[ABOUT THIS TASK] Transcribe everything in the listing as written, and let no image into the copy.

[RECORDED INFORMATION]
=== Section Start ===
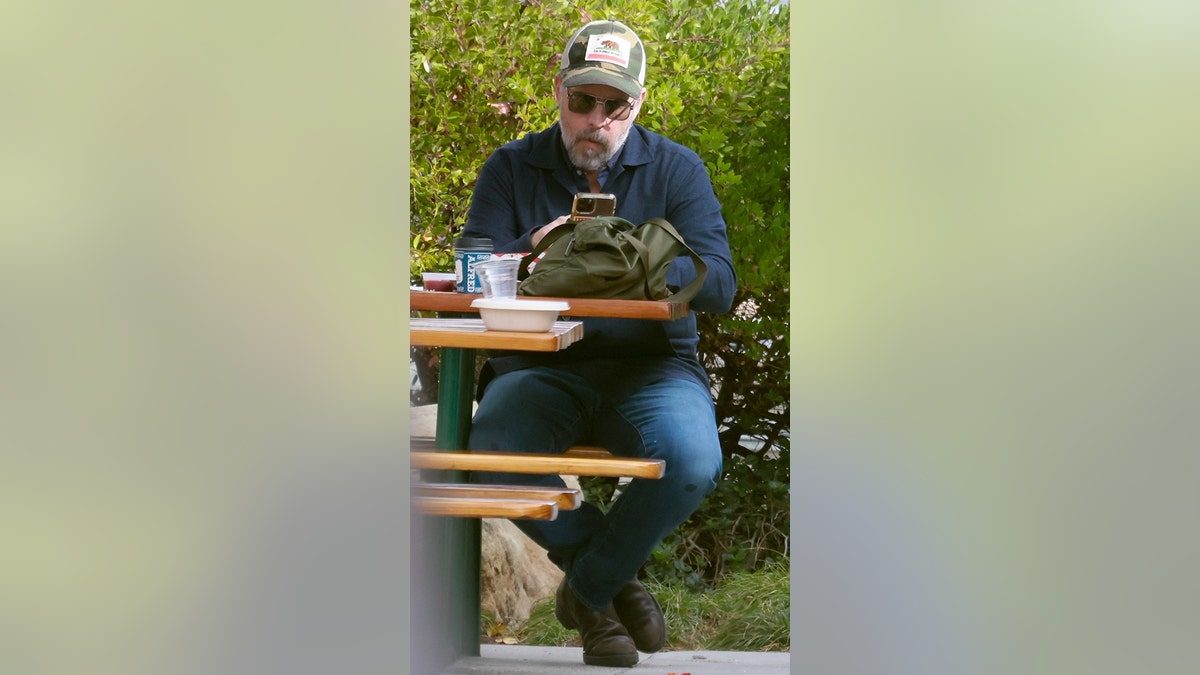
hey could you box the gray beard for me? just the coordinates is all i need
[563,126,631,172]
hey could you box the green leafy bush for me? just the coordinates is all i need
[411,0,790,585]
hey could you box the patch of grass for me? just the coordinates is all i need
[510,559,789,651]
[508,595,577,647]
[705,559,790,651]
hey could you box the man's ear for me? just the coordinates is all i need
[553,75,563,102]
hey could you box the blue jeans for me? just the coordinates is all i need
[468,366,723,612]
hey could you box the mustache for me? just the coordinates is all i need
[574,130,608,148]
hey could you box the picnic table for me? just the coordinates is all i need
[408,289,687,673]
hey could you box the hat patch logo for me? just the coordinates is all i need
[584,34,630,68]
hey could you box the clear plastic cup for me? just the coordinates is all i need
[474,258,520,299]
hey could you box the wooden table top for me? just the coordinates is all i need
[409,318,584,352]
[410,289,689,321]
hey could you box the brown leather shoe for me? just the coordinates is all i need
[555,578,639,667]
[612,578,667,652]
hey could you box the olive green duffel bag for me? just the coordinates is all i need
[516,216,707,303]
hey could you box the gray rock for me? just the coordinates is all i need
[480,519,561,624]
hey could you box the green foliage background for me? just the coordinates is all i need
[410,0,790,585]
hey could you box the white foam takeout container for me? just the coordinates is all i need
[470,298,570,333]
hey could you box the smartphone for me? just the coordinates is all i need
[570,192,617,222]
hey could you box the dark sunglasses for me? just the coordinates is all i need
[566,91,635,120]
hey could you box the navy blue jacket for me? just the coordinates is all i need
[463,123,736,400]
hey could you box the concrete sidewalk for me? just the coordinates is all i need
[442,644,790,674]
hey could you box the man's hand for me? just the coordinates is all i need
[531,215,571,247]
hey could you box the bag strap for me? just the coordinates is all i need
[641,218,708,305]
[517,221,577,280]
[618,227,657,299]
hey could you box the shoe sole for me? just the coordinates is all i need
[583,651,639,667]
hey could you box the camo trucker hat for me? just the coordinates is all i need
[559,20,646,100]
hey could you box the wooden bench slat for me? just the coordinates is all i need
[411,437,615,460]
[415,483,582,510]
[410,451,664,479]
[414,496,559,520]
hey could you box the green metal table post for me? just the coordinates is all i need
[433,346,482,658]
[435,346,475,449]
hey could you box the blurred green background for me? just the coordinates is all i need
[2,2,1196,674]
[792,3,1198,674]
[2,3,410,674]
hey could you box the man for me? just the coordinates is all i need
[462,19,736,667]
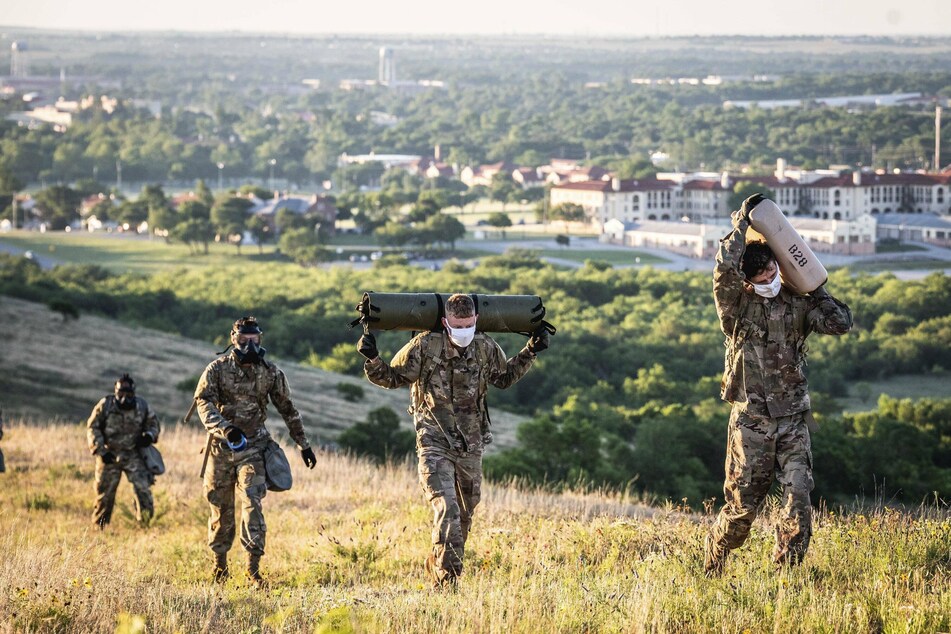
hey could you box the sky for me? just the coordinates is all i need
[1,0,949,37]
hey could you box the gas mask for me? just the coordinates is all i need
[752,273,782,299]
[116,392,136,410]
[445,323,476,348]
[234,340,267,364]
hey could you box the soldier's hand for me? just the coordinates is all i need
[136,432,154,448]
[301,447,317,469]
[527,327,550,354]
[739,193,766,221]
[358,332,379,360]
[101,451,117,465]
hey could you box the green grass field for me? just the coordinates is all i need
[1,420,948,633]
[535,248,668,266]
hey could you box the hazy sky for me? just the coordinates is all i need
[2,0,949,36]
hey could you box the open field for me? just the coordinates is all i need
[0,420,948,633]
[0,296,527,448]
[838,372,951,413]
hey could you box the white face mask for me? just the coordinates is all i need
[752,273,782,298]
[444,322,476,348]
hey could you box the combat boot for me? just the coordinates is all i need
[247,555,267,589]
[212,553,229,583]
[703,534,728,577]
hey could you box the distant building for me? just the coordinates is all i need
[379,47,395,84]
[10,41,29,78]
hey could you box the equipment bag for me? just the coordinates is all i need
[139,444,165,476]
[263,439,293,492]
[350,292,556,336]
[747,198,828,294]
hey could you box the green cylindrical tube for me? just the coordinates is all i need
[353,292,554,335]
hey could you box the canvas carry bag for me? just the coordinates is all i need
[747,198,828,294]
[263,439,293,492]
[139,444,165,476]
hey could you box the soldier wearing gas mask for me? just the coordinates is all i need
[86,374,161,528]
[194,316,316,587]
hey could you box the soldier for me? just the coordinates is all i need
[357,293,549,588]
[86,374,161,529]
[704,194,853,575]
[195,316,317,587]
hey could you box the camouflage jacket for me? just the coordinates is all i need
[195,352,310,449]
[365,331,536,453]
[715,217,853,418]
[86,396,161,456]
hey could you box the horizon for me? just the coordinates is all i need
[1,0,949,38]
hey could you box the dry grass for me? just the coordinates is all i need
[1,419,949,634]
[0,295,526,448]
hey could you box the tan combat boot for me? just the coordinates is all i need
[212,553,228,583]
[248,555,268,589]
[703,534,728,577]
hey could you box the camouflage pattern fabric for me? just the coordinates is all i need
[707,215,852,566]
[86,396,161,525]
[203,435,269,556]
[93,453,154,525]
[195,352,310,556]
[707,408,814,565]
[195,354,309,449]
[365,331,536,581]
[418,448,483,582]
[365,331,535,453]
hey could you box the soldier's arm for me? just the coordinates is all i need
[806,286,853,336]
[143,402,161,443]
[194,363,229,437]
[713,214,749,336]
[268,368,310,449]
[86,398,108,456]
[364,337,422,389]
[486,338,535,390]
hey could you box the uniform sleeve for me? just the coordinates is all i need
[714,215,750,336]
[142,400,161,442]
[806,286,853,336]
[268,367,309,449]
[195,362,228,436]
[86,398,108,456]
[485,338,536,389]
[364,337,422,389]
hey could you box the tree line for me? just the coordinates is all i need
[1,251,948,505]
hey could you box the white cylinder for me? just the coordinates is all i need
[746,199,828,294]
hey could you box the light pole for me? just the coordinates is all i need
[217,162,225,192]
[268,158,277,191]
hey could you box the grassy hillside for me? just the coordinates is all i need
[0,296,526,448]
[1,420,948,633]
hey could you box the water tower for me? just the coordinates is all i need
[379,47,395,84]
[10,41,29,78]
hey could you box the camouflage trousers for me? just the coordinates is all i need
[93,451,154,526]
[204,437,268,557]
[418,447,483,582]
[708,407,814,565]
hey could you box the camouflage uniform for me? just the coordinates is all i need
=== Section End ===
[SOLUTION TO THIS TASK]
hey could you box the gray beard for me? just the coordinates is all i need
[563,126,631,172]
hey could you box the green leafy bush for me? just the coordinates is all i need
[411,0,790,585]
hey could you box the patch of grass for me? just the coordinates is all i need
[510,559,789,651]
[508,595,577,647]
[705,559,790,651]
hey could you box the man's ear for me? just the coordinates is all i need
[553,75,563,102]
hey could you box the blue jeans for me? just the coordinates is all i need
[468,366,723,612]
hey could you box the mustache for me? just the coordinates is all i need
[574,130,608,148]
hey could you box the picnic table for me? just the coordinates is all i need
[408,289,687,673]
hey could you box the hat patch logo for me? just the coordinates is all i need
[584,34,630,68]
hey could you box the clear plastic cup for me? just the coordinates is all i need
[474,258,520,299]
hey could you box the wooden table top for me? just the coordinates is all i need
[409,318,584,352]
[410,289,689,321]
hey could you box the brown leather shoe for me? just the coordinates is all i need
[555,578,639,667]
[612,578,667,652]
hey could you box the olive green duffel bag for me? just the coordinates is all i need
[516,216,707,303]
hey could you box the gray rock for me? just the coordinates is all i need
[480,519,561,624]
hey could you box the green foliage background for me? just the coordinates is all i need
[410,0,790,585]
hey could you box the white foam takeout container for me? just the coordinates is all i need
[470,298,570,333]
hey could you box the smartphone for me? just the coordinates is all i need
[570,192,617,222]
hey could you box the dark sunglasses for me? just the coordinates is all i need
[566,91,635,120]
hey could you box the navy blue jacket for me? just the coordinates is all i need
[463,123,736,400]
hey could you box the concrete sidewalk for me? just the coordinates is all i need
[442,644,790,674]
hey could you box the man's hand for me? just the coordinates is all i need
[531,215,571,247]
hey could you box the bag strap for me? just the coordinates is all i need
[641,218,708,305]
[517,221,577,280]
[618,227,657,299]
hey could you box the shoe sole for me? just the coordinates is all i need
[583,651,639,667]
hey could you box the camo trucker hat for me? just the coordinates is all i need
[559,20,646,100]
hey could you box the wooden bench slat for me? just the coordinates is all i need
[411,437,615,460]
[415,483,582,510]
[410,451,664,479]
[414,496,559,520]
hey could you box the green metal table post for me? just the coordinates is all i need
[433,346,482,658]
[435,346,475,449]
hey could you box the blurred green background for me? just the coordinates is all i need
[2,2,1196,674]
[792,3,1198,674]
[2,3,410,674]
hey could you box the man for me? just the coordinates is all i need
[462,19,736,667]
hey could you box the sky for me? just the coordinates is all i need
[1,0,949,37]
hey could you box the gas mask for me? just the coordinates is all i need
[752,273,782,299]
[116,392,136,410]
[445,323,476,348]
[234,340,267,364]
hey could you box the soldier's hand for me? just the coordinates is all i need
[136,432,154,448]
[301,447,317,469]
[527,327,550,354]
[739,193,766,221]
[358,332,379,360]
[101,451,117,465]
hey could you box the green grass field for me? just the coordinates is all i need
[1,420,948,633]
[535,248,668,266]
hey could you box the hazy sky for me? just the coordinates is all i need
[2,0,949,36]
hey could you box the open field for me? just the coordinates is all i need
[0,420,948,633]
[0,296,527,448]
[838,372,951,413]
hey could you box the white face mask for me? just the coordinates is all i need
[752,273,782,298]
[444,322,476,348]
hey could you box the combat boot for me? just the coordinates is all i need
[247,555,267,589]
[212,553,229,583]
[703,534,728,577]
hey could you box the distant building for me? just the coordinates is all i need
[379,47,395,84]
[10,41,29,78]
hey could you box the equipment bag for me? just the coordinates is all i need
[139,444,165,476]
[263,439,293,492]
[350,292,556,336]
[747,198,828,294]
hey could you box the green cylindrical tube for me? just the coordinates is all i need
[353,292,554,335]
hey could you box the canvas carry bag for me? just the coordinates is all i need
[747,198,828,294]
[263,439,293,492]
[139,444,165,476]
hey could you box the soldier wearing gas mask for me? just the coordinates is all i need
[86,374,161,528]
[194,316,316,587]
hey could you box the soldier for me? just the coordinates is all i need
[357,293,549,588]
[86,374,161,529]
[704,194,853,575]
[195,316,317,587]
hey could you box the camouflage jacket for me? just the coordinates is all i need
[195,352,310,449]
[365,331,536,453]
[715,217,853,418]
[86,396,161,456]
hey could you box the horizon for me? just the coordinates is all i need
[1,0,949,38]
hey could you box the dry grass for me? just the coordinates is all i need
[1,419,949,634]
[0,295,526,448]
hey could you box the tan combat boot for me? just the coordinates is all i need
[212,553,228,583]
[248,555,268,589]
[703,534,728,577]
hey could you box the camouflage pattern fabric for me? just the coordinates is all i need
[707,215,852,566]
[86,396,161,525]
[203,435,269,556]
[93,453,154,525]
[195,352,310,556]
[707,408,814,565]
[195,354,309,449]
[365,331,536,581]
[418,448,483,582]
[365,331,535,453]
hey could you box the soldier's arm for me? just the coordinates is all i need
[806,286,853,336]
[143,402,161,443]
[194,363,229,437]
[713,214,749,336]
[268,368,310,449]
[86,398,108,456]
[364,337,422,389]
[486,338,535,390]
hey could you box the uniform sleeve for me? just the coordinates is all i need
[714,215,750,336]
[142,400,161,442]
[806,286,853,336]
[268,367,309,449]
[195,362,228,436]
[86,398,108,456]
[485,338,536,389]
[364,337,422,389]
hey could you box the tree line for me? just the coordinates is all i need
[1,251,948,505]
hey could you box the white cylinder for me? just the coordinates is all i need
[746,199,828,294]
hey could you box the light pole for me? just the coordinates is all i need
[217,162,225,192]
[268,158,277,191]
hey could you box the grassy hillside for me? just the coordinates is all i need
[0,296,526,448]
[1,420,948,633]
hey could you box the water tower for me? just the coordinates is all i need
[379,47,395,84]
[10,41,29,78]
hey could you box the camouflage trousers for me? just the coordinates is all i need
[93,451,154,526]
[204,437,268,557]
[418,447,483,582]
[708,407,814,565]
hey could you box the camouflage uniform for me? just the coordinates is all i need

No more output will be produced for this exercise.